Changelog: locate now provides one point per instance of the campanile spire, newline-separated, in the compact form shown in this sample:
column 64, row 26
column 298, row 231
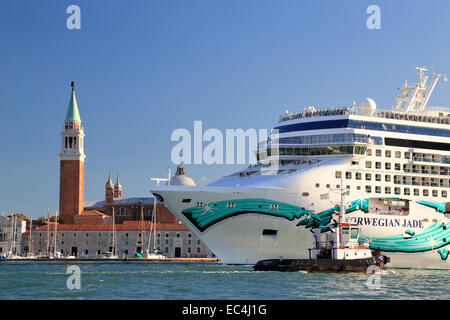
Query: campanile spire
column 72, row 163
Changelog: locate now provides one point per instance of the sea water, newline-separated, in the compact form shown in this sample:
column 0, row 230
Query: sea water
column 169, row 280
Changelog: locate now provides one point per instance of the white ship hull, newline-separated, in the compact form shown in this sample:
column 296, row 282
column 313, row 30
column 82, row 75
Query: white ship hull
column 239, row 239
column 394, row 167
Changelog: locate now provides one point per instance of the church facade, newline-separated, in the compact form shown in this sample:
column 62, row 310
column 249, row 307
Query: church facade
column 85, row 228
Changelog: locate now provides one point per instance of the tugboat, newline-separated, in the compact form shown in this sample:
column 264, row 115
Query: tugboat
column 342, row 253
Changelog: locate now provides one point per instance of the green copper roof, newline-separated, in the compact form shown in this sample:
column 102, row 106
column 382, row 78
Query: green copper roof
column 72, row 113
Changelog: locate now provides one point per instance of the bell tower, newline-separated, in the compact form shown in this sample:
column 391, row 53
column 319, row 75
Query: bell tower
column 109, row 190
column 71, row 187
column 118, row 189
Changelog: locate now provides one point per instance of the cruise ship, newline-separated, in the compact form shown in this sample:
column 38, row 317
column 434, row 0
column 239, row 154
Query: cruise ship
column 392, row 167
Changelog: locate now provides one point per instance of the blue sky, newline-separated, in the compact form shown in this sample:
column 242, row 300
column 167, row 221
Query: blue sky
column 145, row 68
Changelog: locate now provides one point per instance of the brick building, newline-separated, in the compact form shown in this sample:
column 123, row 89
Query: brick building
column 85, row 227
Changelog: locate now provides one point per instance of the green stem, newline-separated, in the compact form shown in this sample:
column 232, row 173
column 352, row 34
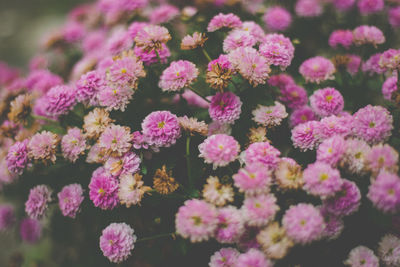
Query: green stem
column 197, row 93
column 206, row 54
column 155, row 237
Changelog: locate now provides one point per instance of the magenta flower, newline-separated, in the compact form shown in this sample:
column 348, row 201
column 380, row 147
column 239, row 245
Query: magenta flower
column 37, row 202
column 117, row 241
column 161, row 128
column 70, row 199
column 225, row 107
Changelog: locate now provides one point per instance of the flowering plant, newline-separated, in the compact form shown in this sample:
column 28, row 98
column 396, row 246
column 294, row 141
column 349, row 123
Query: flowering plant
column 220, row 133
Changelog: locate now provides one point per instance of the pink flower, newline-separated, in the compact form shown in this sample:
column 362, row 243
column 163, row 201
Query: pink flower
column 196, row 220
column 372, row 123
column 259, row 210
column 317, row 69
column 225, row 107
column 117, row 241
column 320, row 179
column 303, row 223
column 224, row 21
column 178, row 75
column 70, row 199
column 37, row 202
column 277, row 18
column 103, row 190
column 219, row 149
column 161, row 128
column 326, row 102
column 341, row 37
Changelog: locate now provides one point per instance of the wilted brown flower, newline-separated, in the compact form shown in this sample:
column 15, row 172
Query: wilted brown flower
column 218, row 77
column 163, row 182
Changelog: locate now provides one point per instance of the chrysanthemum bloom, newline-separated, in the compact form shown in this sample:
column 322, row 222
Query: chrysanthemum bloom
column 128, row 163
column 262, row 153
column 382, row 157
column 269, row 116
column 304, row 135
column 73, row 144
column 17, row 157
column 258, row 210
column 152, row 37
column 384, row 192
column 30, row 230
column 70, row 199
column 362, row 256
column 253, row 257
column 20, row 108
column 274, row 241
column 288, row 174
column 250, row 64
column 230, row 225
column 367, row 7
column 193, row 126
column 59, row 100
column 389, row 250
column 193, row 41
column 346, row 201
column 253, row 179
column 373, row 124
column 341, row 37
column 368, row 35
column 131, row 189
column 196, row 220
column 115, row 96
column 117, row 241
column 354, row 158
column 293, row 96
column 317, row 69
column 37, row 202
column 178, row 75
column 371, row 66
column 161, row 128
column 163, row 14
column 389, row 87
column 320, row 179
column 224, row 257
column 87, row 87
column 308, row 8
column 390, row 59
column 103, row 190
column 238, row 38
column 224, row 21
column 331, row 150
column 219, row 150
column 95, row 122
column 115, row 140
column 150, row 57
column 394, row 16
column 7, row 216
column 163, row 182
column 277, row 18
column 43, row 146
column 301, row 115
column 344, row 5
column 225, row 107
column 303, row 223
column 217, row 193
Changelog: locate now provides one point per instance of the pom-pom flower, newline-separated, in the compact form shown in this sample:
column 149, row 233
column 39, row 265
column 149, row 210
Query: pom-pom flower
column 303, row 223
column 37, row 202
column 117, row 241
column 196, row 220
column 219, row 150
column 70, row 199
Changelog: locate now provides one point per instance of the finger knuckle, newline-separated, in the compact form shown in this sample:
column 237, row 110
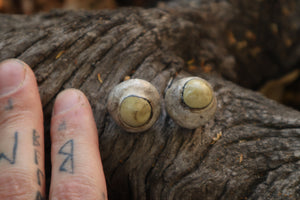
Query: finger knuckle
column 74, row 190
column 16, row 185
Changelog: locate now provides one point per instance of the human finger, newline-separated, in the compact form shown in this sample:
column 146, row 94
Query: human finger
column 76, row 164
column 21, row 133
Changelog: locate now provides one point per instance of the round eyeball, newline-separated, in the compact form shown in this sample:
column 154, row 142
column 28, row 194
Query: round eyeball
column 191, row 102
column 134, row 105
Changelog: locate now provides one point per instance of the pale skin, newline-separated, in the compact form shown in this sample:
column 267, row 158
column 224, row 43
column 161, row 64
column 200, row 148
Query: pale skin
column 76, row 163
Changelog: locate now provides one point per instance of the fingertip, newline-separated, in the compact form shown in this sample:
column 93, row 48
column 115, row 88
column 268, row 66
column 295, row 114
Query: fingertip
column 68, row 100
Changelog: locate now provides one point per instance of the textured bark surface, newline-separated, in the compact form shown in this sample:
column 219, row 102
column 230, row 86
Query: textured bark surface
column 249, row 150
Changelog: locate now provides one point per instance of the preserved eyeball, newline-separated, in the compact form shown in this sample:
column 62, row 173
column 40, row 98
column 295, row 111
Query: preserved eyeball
column 134, row 105
column 191, row 102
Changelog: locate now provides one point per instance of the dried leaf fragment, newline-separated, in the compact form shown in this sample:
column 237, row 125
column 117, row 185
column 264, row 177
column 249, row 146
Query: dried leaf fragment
column 215, row 139
column 59, row 54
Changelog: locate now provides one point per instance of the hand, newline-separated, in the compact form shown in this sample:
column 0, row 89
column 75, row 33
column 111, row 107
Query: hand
column 76, row 164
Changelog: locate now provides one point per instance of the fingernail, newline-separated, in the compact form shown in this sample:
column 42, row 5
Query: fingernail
column 12, row 75
column 66, row 100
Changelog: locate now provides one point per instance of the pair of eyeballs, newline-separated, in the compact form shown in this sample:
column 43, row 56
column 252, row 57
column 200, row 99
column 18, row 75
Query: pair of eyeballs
column 135, row 104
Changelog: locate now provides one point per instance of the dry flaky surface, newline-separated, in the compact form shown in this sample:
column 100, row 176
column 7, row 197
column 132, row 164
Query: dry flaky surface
column 249, row 150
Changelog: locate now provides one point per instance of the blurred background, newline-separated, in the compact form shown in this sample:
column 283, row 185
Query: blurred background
column 34, row 6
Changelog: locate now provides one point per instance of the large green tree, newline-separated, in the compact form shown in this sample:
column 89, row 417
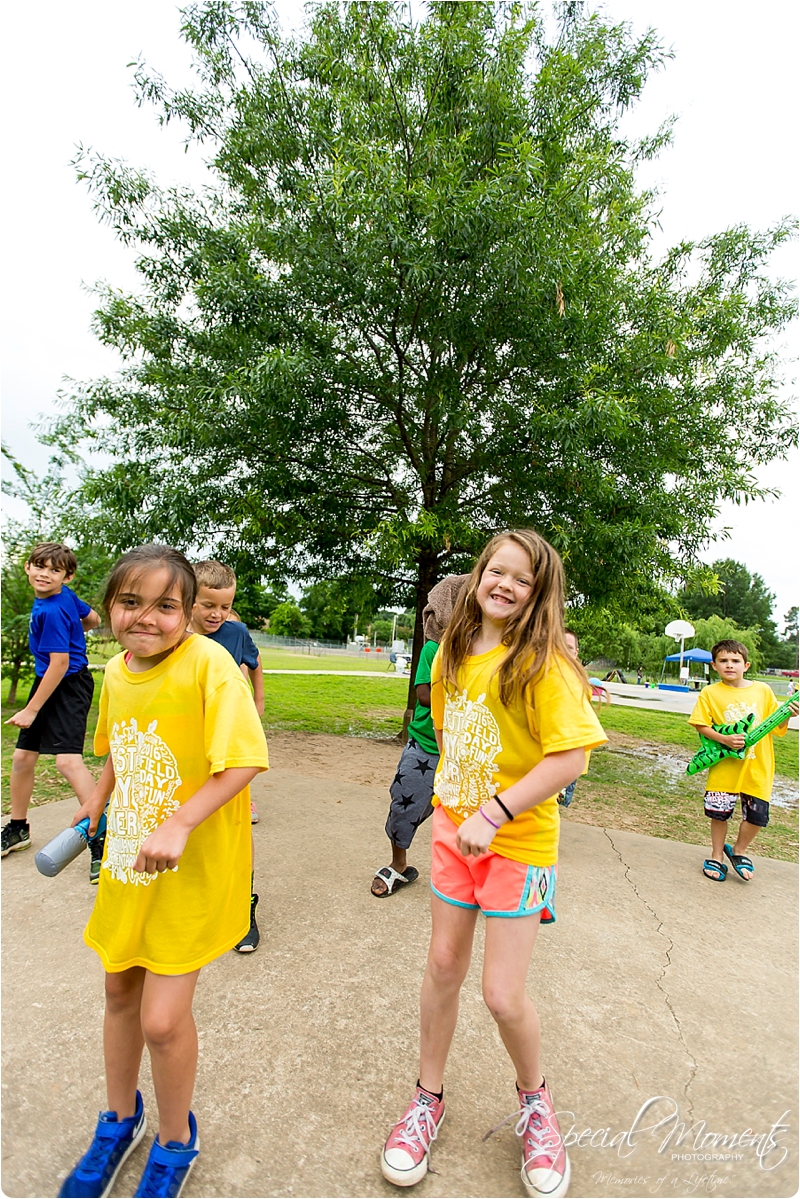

========

Task directions: Rewrite all the material above as a JSON list of strings, one string per line, with blank lines left out. Leave the pictures out.

Response to this task:
[
  "Changelog: locate now provides one point per instance of the campanile spire, newline-separated, in the compact form shown in this sample:",
  "column 64, row 26",
  "column 298, row 231",
  "Query: campanile spire",
  "column 72, row 163",
  "Changelog: locate now provides one point per instance of the sea water, newline-separated, in the compact form shown in this sample:",
  "column 0, row 230",
  "Query: sea water",
  "column 169, row 280",
  "Changelog: locate now provides one point per instance of the white ship hull, newline-separated, in the compact form shown in this sample:",
  "column 296, row 282",
  "column 313, row 30",
  "column 82, row 75",
  "Query: white ship hull",
  "column 239, row 239",
  "column 394, row 167",
  "Changelog: locate now provides one point per instance of the church facade, newline-separated, in the compact form shown in this sample:",
  "column 62, row 310",
  "column 249, row 307",
  "Query: church facade",
  "column 85, row 228",
  "Changelog: locate now provides one point per instance of the tugboat, newline-separated, in the compact form shown in this sample:",
  "column 264, row 115",
  "Query: tugboat",
  "column 342, row 253",
  "Changelog: locate now provides one point per instance of the green copper roof, newline-separated, in the compact form shown in this sample:",
  "column 102, row 106",
  "column 382, row 78",
  "Query: green copper roof",
  "column 72, row 113",
  "Changelog: locate now provides one point per instance of the bell tower, newline-separated, in the compact form shown in this sample:",
  "column 391, row 53",
  "column 319, row 75",
  "Query: bell tower",
  "column 109, row 190",
  "column 71, row 187",
  "column 118, row 189",
  "Changelog: locate now provides one point per instance of the cruise ship, newline-separated, in the compact form shown in this sample:",
  "column 38, row 317",
  "column 434, row 0",
  "column 239, row 154",
  "Query: cruise ship",
  "column 392, row 167",
  "Changelog: locate now provides one point per instance of the blue sky, newline-separated, in the compact form shown in this sample:",
  "column 242, row 300",
  "column 167, row 221",
  "Query: blue sky",
  "column 145, row 68",
  "Changelog: locate now provides one point per instance of the brick building, newline-separated, in the compact form shown in this sample:",
  "column 123, row 89",
  "Query: brick building",
  "column 85, row 227",
  "Changelog: locate now provides one point per instance of the green stem, newline-separated, in the compact form shown in this sample:",
  "column 232, row 173",
  "column 352, row 34",
  "Query: green stem",
  "column 197, row 93",
  "column 206, row 54",
  "column 155, row 237",
  "Changelog: locate now provides one point per instance of the magenta flower, newline-separated, in the compact form shown in this sample:",
  "column 348, row 201",
  "column 380, row 147",
  "column 239, row 245",
  "Query: magenta flower",
  "column 37, row 202",
  "column 117, row 241",
  "column 161, row 128",
  "column 70, row 199",
  "column 225, row 107",
  "Changelog: locate now provides one point per instance of the flowering plant, newline-separated, in the compact form shown in this sample:",
  "column 28, row 98",
  "column 396, row 246",
  "column 294, row 141",
  "column 349, row 123",
  "Query: flowering plant",
  "column 220, row 133",
  "Changelog: locate now provides one point per instance of the pink flower, newline-separated, in the compact form shown in this sample:",
  "column 362, row 243",
  "column 163, row 201",
  "Query: pink flower",
  "column 196, row 220",
  "column 372, row 123",
  "column 259, row 210",
  "column 317, row 69",
  "column 225, row 107",
  "column 117, row 241",
  "column 320, row 179",
  "column 303, row 223",
  "column 224, row 21",
  "column 178, row 75",
  "column 70, row 199",
  "column 37, row 202",
  "column 277, row 18",
  "column 103, row 190",
  "column 219, row 149",
  "column 161, row 128",
  "column 326, row 102",
  "column 341, row 37",
  "Changelog: locate now provides one point per instance of the wilted brown flower, newline-separated, in the compact form shown in this sample:",
  "column 15, row 172",
  "Query: wilted brown flower",
  "column 218, row 77",
  "column 163, row 182",
  "Changelog: locate now provides one point per instance of the chrysanthemum bloom, newline-separated, in the compact form shown in this sample:",
  "column 322, row 222",
  "Query: chrysanthemum bloom",
  "column 128, row 163",
  "column 262, row 153",
  "column 382, row 157",
  "column 269, row 116",
  "column 304, row 135",
  "column 73, row 144",
  "column 17, row 157",
  "column 258, row 210",
  "column 152, row 37",
  "column 384, row 192",
  "column 30, row 230",
  "column 70, row 199",
  "column 362, row 256",
  "column 253, row 257",
  "column 20, row 108",
  "column 274, row 241",
  "column 288, row 174",
  "column 250, row 64",
  "column 230, row 225",
  "column 367, row 7",
  "column 193, row 126",
  "column 59, row 100",
  "column 389, row 250",
  "column 193, row 41",
  "column 346, row 201",
  "column 253, row 179",
  "column 373, row 124",
  "column 341, row 37",
  "column 368, row 35",
  "column 131, row 189",
  "column 196, row 220",
  "column 115, row 96",
  "column 117, row 241",
  "column 354, row 158",
  "column 293, row 96",
  "column 317, row 69",
  "column 37, row 202",
  "column 178, row 75",
  "column 371, row 66",
  "column 161, row 128",
  "column 163, row 14",
  "column 389, row 87",
  "column 320, row 179",
  "column 224, row 257",
  "column 87, row 87",
  "column 308, row 8",
  "column 390, row 59",
  "column 103, row 190",
  "column 238, row 38",
  "column 224, row 21",
  "column 331, row 150",
  "column 219, row 150",
  "column 95, row 122",
  "column 115, row 140",
  "column 150, row 57",
  "column 394, row 16",
  "column 7, row 216",
  "column 163, row 182",
  "column 277, row 18",
  "column 43, row 146",
  "column 301, row 115",
  "column 344, row 5",
  "column 225, row 107",
  "column 303, row 223",
  "column 217, row 193",
  "Changelog: locate now provides one point per instance of the pom-pom flower, newline-separated, in the compact form shown in this sample:",
  "column 149, row 233",
  "column 39, row 265",
  "column 149, row 210",
  "Query: pom-pom flower",
  "column 303, row 223",
  "column 37, row 202",
  "column 117, row 241",
  "column 196, row 220",
  "column 219, row 150",
  "column 70, row 199",
  "Changelog: locate now provides one point per instance of the finger knuckle, newline-separated, in the compact form shown in this sample:",
  "column 237, row 110",
  "Query: finger knuckle",
  "column 74, row 190",
  "column 16, row 185",
  "Changelog: locate now provides one point per instance of the human finger, newline-separated, in the compact form shown in this sample:",
  "column 146, row 94",
  "Query: human finger",
  "column 76, row 164",
  "column 21, row 133",
  "Changelog: locate now provides one point per instance of the round eyeball, newline-separated, in the compact form shown in this sample:",
  "column 154, row 142",
  "column 28, row 194",
  "Query: round eyeball",
  "column 191, row 102",
  "column 134, row 105",
  "Changelog: locate now provides one point per instance of the pale skin, newline-separated, in the compact form shown in this sample:",
  "column 267, row 158",
  "column 224, row 43",
  "column 161, row 64",
  "column 200, row 148",
  "Query: pale skin",
  "column 76, row 163",
  "Changelog: locate now provides one point per instance of the fingertip, newline-separated, in the compact form shown in this sample:",
  "column 93, row 48",
  "column 115, row 88",
  "column 268, row 66",
  "column 295, row 114",
  "Query: fingertip",
  "column 68, row 100",
  "Changelog: locate now provides one point per instance of the textured bark surface, newline-separated, in the compact form shown in this sample:",
  "column 219, row 102",
  "column 230, row 86",
  "Query: textured bark surface",
  "column 249, row 150",
  "Changelog: locate now provides one point per instance of the preserved eyeball, newline-separated, in the compact form shown in this sample:",
  "column 62, row 173",
  "column 40, row 98",
  "column 295, row 111",
  "Query: preserved eyeball",
  "column 134, row 105",
  "column 191, row 102",
  "Changelog: locate now provides one point per instance of the dried leaf fragment, newline-separated, in the compact form shown in this sample:",
  "column 237, row 125",
  "column 117, row 185",
  "column 264, row 177",
  "column 249, row 146",
  "Query: dried leaf fragment",
  "column 215, row 139",
  "column 59, row 54",
  "Changelog: locate now provides one point per instance of the hand, newline-separated, in the compact form shown in this sample:",
  "column 0, row 89",
  "column 75, row 33",
  "column 111, row 107",
  "Query: hand",
  "column 76, row 164",
  "Changelog: locate now provides one point per instance of the fingernail, newline-separated, in the compact form shown in this sample:",
  "column 42, row 5",
  "Query: fingernail",
  "column 12, row 75",
  "column 66, row 100",
  "Changelog: locate now provides one point per instance of the pair of eyeballs, newline-separated, in the compact form shown in this sample:",
  "column 43, row 56",
  "column 252, row 57",
  "column 200, row 99",
  "column 18, row 75",
  "Query: pair of eyeballs",
  "column 135, row 104",
  "Changelog: locate now provides one point per instance of the dry flaky surface, newline-separated, in the compact form shown in this sample:",
  "column 100, row 176",
  "column 7, row 197",
  "column 132, row 164",
  "Query: dry flaky surface",
  "column 249, row 150",
  "Changelog: locate now provides one point per instance of the blurred background, newline-separated, in the compact form shown in this sample:",
  "column 283, row 185",
  "Query: blurred background",
  "column 34, row 6",
  "Changelog: locate now provides one point per instance of the large green tree, newline-separated, in the compact form shown in this sample:",
  "column 89, row 417"
]